[WHAT IS NEEDED]
Reproduce the text of the entries below verbatim, omitting the images from your output.

-=-=-=-=-

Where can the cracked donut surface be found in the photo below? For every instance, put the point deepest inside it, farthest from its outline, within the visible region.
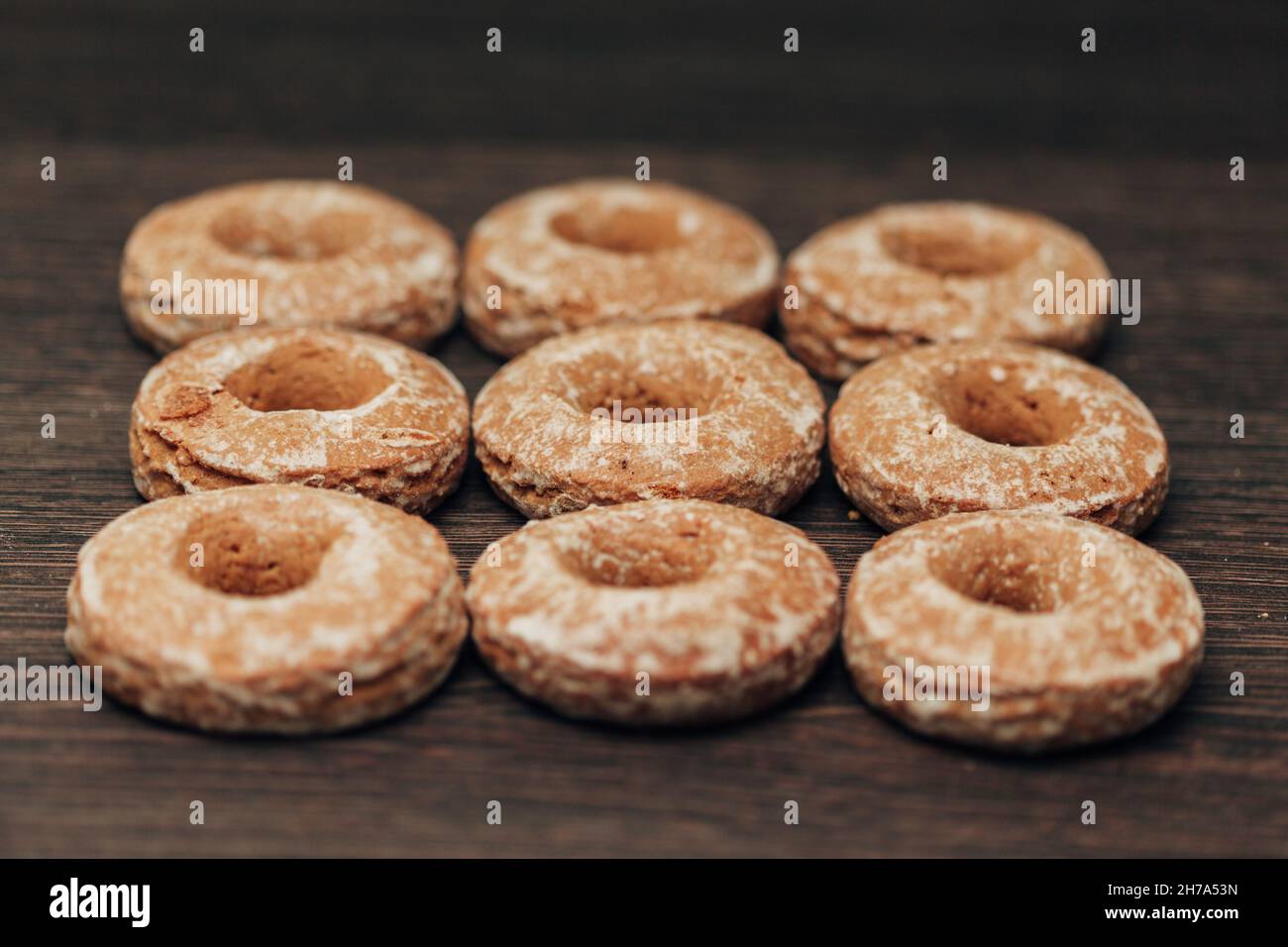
(320, 254)
(996, 425)
(665, 612)
(562, 258)
(1072, 633)
(317, 407)
(567, 424)
(912, 273)
(244, 609)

-=-=-=-=-

[THE RESPONSE]
Where can the cracked donut surface be found in the photo below? For every instance, put the point deepest inside it, farthest from its outline, within the visible region.
(320, 254)
(996, 425)
(665, 612)
(562, 258)
(1072, 633)
(317, 407)
(567, 424)
(912, 273)
(244, 609)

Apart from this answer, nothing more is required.